──────── DATA TO EXAMINE

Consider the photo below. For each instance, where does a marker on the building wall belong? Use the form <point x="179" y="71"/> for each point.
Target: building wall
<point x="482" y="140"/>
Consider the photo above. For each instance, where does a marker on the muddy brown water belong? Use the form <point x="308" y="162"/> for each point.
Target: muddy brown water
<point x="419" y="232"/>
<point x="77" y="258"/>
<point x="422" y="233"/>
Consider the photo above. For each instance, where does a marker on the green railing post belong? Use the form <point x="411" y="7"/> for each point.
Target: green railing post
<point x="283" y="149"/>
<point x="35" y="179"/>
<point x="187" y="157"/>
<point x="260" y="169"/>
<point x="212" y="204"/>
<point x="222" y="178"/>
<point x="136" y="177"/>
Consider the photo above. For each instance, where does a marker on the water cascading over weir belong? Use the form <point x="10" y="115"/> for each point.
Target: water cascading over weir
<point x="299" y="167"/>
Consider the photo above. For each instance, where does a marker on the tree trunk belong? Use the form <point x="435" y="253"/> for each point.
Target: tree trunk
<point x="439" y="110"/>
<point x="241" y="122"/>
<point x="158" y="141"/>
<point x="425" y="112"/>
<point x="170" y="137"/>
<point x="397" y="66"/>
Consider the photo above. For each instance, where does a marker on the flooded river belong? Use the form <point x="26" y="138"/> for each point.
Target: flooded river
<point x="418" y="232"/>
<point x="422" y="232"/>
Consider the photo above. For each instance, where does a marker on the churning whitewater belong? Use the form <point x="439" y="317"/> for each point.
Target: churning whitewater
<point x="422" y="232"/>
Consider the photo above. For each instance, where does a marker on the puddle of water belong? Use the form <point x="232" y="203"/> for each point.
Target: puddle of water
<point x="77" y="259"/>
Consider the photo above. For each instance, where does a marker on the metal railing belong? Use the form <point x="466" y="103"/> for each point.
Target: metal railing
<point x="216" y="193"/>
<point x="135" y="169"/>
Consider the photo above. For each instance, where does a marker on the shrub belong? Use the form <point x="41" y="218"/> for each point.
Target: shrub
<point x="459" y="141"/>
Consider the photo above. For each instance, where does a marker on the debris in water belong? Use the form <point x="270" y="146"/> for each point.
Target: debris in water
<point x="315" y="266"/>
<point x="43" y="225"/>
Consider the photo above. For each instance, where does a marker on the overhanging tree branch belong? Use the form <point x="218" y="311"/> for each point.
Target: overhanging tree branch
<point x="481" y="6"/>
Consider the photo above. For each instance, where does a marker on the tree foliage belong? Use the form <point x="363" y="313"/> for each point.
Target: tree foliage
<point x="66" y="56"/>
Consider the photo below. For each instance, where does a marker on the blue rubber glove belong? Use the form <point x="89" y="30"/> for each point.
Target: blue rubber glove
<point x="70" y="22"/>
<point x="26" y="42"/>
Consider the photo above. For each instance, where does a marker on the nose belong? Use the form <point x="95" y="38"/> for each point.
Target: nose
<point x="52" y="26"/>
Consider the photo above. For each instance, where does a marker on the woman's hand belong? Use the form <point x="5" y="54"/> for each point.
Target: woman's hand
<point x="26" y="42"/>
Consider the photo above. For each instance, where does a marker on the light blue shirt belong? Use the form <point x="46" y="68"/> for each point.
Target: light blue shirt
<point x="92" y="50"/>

────────────────

EXERCISE OBJECTIVE —
There is a line with "Target: shrub" and a line with "on the blue" above. Copy exactly those two lines and all lines between them, with nothing else.

EXERCISE ANSWER —
Target: shrub
<point x="459" y="141"/>
Consider the photo above. For each instance, where does a marker on the debris in water belong? Use the form <point x="270" y="146"/> for each point.
Target: debris in water
<point x="315" y="266"/>
<point x="43" y="225"/>
Consider the photo above. For each instance, where does a marker on the overhanging tree branch belong? Use the form <point x="218" y="311"/> for each point.
Target: overhanging tree branch
<point x="481" y="6"/>
Consider the photo above. For each instance, where does a marker on the tree foliage belong? Use the form <point x="363" y="313"/> for each point.
Target: tree foliage
<point x="66" y="56"/>
Consider the photo below. For each instance, where does a marker on the blue rubber glove belong? Use the form <point x="89" y="30"/> for each point.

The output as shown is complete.